> Text provided
I tried to wrestle with the fact that 20 years has gone by since then, and I found myself thinking--
Don't let it be forgot
That once there was a spot
For one brief shining moment that was known
As Camelot
I tried to rewrite this for grunge, couldn't quite get there. This was the best I could come up with:
Don't let it be unsaid
That once there was a dread
of scary kids who took the plunge
into Grunge.
In any event, my sentiments are the same as Camelot.. and my hugs and kisses to you kidz out there who tried to resurrect the old faith. It was a nice moment, and you should be very proud and remember it fondly your whole lives.
~*~
Feministe has an endless thread about adoption as a feminist issue, that you must read. Although very long (374 comments as of this writing)-- it is amazingly heartfelt, as first mothers and adoptees and adoptive mothers and everyone else jumps in with their opinions, experience and knowledge. The thread includes excellent links and research, particularly about the feelings of mothers who give up babies for adoption. One commenter says the regret-percentage is as high as 96%, which surprised me... but not really.
Lots of talk on that thread about why people feel the necessity of having their own biological offspring, had me skipping all over the net, and eventually brought me to this scary story on Strollerderby: Sperm Donor Never Reported Fatal Illness: 24 Biological Children Could Be Affected Yow!
But why is that so surprising? You pay some guy for his sperm, which he'd just be wasting anyway, right? Easy money. Why wouldn't he lie to keep the easy money coming? Why would he kill the proverbial goose that lays the golden eggs?
When you pay money for the biological properties of reproduction, this is one of the things that can happen, as in any other retailing or merchandising: a lack of quality control.
As PT Barnum famously said, you pays your money and you takes your choice.

> Activity 1
In the blog post, how many comments did the Feministe thread about adoption have at the time of writing?
> Activity 2
Copy the part of the blog post between "In any event, my" and "your whole lives.", inclusive.
> Activity 3
Translate this sentence from the blog post into Spanish: "The thread includes excellent links and research, particularly about the feelings of mothers who give up babies for adoption."

Region pointing data
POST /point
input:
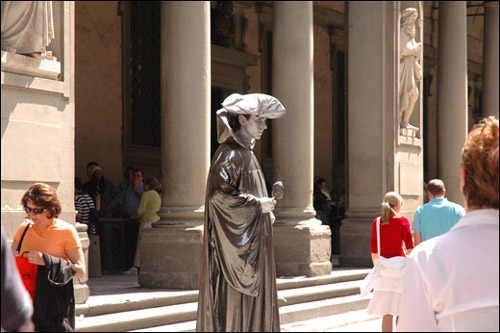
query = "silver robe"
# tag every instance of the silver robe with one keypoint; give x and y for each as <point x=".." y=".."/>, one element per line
<point x="238" y="278"/>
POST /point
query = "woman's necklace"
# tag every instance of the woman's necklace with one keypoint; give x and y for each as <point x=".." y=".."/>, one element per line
<point x="41" y="230"/>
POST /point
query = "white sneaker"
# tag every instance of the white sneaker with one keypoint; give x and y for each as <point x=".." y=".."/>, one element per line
<point x="131" y="271"/>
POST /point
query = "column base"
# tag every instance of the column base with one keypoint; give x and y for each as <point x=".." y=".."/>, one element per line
<point x="355" y="247"/>
<point x="170" y="256"/>
<point x="302" y="249"/>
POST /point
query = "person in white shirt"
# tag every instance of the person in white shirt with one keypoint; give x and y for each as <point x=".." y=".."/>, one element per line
<point x="452" y="281"/>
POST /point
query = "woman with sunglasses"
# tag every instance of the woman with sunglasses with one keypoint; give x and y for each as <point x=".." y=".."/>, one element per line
<point x="54" y="246"/>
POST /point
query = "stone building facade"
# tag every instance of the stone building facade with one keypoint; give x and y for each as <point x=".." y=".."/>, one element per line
<point x="139" y="82"/>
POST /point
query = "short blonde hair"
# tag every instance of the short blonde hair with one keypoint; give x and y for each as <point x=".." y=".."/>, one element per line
<point x="480" y="163"/>
<point x="43" y="195"/>
<point x="391" y="200"/>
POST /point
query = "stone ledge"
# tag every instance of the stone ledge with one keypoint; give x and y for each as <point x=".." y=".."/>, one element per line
<point x="21" y="64"/>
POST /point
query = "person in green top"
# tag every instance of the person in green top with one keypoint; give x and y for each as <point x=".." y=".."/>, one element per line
<point x="147" y="213"/>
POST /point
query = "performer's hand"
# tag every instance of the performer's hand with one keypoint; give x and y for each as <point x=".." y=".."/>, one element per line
<point x="273" y="218"/>
<point x="267" y="204"/>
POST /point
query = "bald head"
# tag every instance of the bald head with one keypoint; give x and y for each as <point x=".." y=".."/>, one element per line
<point x="435" y="188"/>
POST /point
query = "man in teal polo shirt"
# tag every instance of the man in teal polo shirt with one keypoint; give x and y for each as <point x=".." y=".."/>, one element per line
<point x="438" y="215"/>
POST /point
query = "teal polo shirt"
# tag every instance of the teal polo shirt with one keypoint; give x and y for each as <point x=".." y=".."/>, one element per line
<point x="436" y="217"/>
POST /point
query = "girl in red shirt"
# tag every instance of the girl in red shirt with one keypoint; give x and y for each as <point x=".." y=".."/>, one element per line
<point x="394" y="230"/>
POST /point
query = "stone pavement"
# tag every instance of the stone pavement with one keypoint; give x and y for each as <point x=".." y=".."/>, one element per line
<point x="355" y="321"/>
<point x="123" y="289"/>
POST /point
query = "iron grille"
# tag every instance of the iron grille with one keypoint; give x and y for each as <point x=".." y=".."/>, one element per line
<point x="145" y="49"/>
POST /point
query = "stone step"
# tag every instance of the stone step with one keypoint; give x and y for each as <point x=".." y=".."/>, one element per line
<point x="101" y="305"/>
<point x="302" y="304"/>
<point x="145" y="298"/>
<point x="316" y="293"/>
<point x="137" y="319"/>
<point x="339" y="322"/>
<point x="322" y="308"/>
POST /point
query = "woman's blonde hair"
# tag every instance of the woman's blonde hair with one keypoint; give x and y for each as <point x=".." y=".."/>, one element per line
<point x="480" y="163"/>
<point x="391" y="200"/>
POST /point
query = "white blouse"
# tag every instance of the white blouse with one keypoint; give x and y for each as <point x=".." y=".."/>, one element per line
<point x="451" y="281"/>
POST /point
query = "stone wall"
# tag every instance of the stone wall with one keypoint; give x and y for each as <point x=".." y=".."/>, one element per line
<point x="98" y="88"/>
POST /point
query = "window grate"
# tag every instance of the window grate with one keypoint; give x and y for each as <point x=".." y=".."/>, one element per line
<point x="145" y="71"/>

> Answer space 1
374 comments.

> Answer space 2
In any event, my sentiments are the same as Camelot.. and my hugs and kisses to you kidz out there who tried to resurrect the old faith. It was a nice moment, and you should be very proud and remember it fondly your whole lives.

> Answer space 3
El hilo incluye excelentes enlaces e investigaciones, en particular sobre los sentimientos de las madres que dan a sus bebés en adopción.